Take the line that contains "Can you see the ceiling" as the first and the last line of the material as the final one; set down exactly the lines in that span.
## START Input data
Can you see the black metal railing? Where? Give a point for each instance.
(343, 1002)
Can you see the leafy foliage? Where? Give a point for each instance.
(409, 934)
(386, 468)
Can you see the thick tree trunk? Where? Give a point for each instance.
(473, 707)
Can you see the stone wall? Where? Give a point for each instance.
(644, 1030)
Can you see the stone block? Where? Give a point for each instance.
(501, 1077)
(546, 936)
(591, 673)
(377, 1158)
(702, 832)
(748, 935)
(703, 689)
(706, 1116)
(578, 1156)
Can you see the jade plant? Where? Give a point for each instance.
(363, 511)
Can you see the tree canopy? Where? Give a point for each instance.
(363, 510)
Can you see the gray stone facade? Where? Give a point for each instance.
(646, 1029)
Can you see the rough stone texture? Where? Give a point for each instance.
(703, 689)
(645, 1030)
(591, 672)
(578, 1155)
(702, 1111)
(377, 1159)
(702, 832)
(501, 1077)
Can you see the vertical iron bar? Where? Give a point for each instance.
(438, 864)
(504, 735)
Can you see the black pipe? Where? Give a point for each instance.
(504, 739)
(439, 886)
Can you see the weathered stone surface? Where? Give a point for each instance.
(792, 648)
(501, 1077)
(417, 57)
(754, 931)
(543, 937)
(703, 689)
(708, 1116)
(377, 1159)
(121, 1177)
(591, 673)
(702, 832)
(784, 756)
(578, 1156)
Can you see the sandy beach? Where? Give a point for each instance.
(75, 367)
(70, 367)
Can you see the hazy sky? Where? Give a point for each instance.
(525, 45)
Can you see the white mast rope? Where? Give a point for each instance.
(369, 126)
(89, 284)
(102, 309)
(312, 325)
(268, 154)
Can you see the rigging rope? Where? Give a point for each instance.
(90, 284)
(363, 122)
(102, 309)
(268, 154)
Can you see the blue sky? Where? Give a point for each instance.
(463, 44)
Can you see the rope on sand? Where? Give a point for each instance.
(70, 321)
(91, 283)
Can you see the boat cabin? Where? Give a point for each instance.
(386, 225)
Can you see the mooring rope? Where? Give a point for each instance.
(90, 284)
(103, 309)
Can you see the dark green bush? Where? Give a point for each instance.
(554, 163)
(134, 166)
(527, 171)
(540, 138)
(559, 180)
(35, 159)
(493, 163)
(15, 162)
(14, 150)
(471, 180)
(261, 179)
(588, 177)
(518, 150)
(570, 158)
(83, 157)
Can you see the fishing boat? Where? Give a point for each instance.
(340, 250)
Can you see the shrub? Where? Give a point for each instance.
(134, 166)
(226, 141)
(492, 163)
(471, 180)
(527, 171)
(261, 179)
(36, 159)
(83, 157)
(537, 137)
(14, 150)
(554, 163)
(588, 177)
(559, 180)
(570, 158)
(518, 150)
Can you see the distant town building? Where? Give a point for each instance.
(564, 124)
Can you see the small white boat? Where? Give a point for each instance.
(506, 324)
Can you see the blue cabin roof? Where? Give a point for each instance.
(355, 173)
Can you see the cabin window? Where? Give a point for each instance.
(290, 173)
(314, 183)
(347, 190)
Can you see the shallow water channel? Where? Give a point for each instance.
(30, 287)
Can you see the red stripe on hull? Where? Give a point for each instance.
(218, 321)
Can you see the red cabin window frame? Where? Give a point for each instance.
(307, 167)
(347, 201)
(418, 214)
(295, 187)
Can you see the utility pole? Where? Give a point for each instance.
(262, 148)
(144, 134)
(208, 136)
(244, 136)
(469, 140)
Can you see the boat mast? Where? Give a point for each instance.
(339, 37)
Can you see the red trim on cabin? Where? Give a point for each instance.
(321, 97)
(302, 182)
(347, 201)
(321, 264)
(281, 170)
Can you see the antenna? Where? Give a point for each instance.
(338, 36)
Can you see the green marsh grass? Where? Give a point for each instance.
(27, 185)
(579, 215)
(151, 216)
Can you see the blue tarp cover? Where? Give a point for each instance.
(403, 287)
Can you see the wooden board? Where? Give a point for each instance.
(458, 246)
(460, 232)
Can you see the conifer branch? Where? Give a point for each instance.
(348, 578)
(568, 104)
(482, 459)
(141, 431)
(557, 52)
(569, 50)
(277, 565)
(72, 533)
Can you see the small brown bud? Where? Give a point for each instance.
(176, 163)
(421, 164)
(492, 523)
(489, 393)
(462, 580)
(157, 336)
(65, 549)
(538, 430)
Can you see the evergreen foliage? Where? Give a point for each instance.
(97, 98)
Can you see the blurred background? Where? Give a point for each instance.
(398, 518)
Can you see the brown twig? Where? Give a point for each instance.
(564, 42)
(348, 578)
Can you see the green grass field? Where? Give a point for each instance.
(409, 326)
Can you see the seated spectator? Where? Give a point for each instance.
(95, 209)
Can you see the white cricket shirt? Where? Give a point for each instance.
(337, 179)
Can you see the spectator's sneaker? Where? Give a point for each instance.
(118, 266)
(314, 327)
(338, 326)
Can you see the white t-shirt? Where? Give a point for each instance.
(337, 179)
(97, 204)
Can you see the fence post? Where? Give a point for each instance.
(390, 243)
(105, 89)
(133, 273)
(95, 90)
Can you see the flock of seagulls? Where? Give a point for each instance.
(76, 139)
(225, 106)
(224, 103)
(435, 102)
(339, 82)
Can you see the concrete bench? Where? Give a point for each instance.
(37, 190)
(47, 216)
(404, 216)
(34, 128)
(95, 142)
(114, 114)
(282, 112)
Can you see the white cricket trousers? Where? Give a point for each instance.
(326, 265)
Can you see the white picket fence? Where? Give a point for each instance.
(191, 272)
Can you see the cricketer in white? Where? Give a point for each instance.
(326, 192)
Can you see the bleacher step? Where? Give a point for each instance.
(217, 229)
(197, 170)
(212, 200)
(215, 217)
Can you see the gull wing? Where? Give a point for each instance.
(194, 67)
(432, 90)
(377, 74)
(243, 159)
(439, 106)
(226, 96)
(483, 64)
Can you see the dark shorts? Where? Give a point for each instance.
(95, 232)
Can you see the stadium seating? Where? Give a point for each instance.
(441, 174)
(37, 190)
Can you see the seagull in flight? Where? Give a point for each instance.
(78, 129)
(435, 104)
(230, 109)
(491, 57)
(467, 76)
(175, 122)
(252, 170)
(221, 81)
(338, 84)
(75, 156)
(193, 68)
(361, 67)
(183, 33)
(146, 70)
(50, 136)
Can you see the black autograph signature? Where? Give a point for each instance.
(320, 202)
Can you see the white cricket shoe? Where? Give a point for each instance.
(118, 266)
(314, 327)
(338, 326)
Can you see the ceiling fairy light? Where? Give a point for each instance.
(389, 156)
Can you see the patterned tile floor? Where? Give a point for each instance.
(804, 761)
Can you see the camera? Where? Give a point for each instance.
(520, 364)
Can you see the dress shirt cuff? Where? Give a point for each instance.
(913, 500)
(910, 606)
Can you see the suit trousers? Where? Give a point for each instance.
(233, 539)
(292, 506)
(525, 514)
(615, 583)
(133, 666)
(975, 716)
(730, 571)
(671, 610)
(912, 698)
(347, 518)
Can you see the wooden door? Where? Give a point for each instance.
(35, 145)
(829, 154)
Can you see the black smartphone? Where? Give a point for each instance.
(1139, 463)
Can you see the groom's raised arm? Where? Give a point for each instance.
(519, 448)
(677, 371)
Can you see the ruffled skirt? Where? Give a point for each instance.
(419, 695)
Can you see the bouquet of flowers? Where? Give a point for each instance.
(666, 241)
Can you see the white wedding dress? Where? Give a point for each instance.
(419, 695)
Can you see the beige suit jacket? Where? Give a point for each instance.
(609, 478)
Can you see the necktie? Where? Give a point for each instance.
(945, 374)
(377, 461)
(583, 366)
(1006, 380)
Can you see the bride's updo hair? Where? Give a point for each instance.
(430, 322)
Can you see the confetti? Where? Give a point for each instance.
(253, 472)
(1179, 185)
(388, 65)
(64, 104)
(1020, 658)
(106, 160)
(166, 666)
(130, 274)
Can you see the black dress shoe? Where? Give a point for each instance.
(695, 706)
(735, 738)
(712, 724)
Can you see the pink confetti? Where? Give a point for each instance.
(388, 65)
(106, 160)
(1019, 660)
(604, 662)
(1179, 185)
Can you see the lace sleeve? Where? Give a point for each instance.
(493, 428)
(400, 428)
## END Input data
**The completed task**:
Can you see the ceiling fairy light? Where? Give a point for each instance.
(389, 156)
Can you see the patterned tile floor? Where? Give a point for each instance.
(804, 761)
Can you see the camera? Where? Give a point for each instance.
(520, 364)
Can you see the dress shirt cuff? Where? Give a point for each instance.
(913, 500)
(910, 606)
Can you see the suit trousers? Where? Give a point for each instance.
(233, 539)
(292, 506)
(525, 514)
(615, 583)
(133, 666)
(975, 716)
(730, 571)
(671, 610)
(912, 698)
(347, 518)
Can you see the wooden door? Where? Give a point for each instance.
(35, 145)
(829, 154)
Can you see the black smartphone? Where? Give a point for each instance.
(1139, 463)
Can you see the groom's raised arm? Where? Give a point for each instance.
(519, 448)
(677, 371)
Can you see the ruffled skirt? Where? Give a point for each instance.
(419, 695)
Can you see the bouquet of flowers? Where? Give a point for each instance.
(666, 241)
Can you see the white wedding dress? Where? Give a point for each instance.
(419, 695)
Can you see the beige suit jacket? Where? Give a point for each instance.
(609, 478)
Can you see the necktie? Where? Give a point for each instance.
(945, 374)
(377, 461)
(583, 366)
(1006, 380)
Can you see the bride's updo hair? Where? Give a point for each instance.
(430, 322)
Can you see the confetti? Where? Give a point for each instance.
(253, 472)
(1179, 185)
(388, 65)
(64, 104)
(1020, 658)
(106, 160)
(166, 666)
(130, 274)
Can you see the black dress shoe? Where? Give a point for each instance.
(695, 706)
(735, 738)
(712, 724)
Can you see the pink confetti? Where? Give a point for each instance.
(388, 65)
(106, 160)
(1019, 660)
(604, 662)
(1179, 185)
Can you see the lace sleeve? Where? Give a point for each instance.
(493, 428)
(400, 428)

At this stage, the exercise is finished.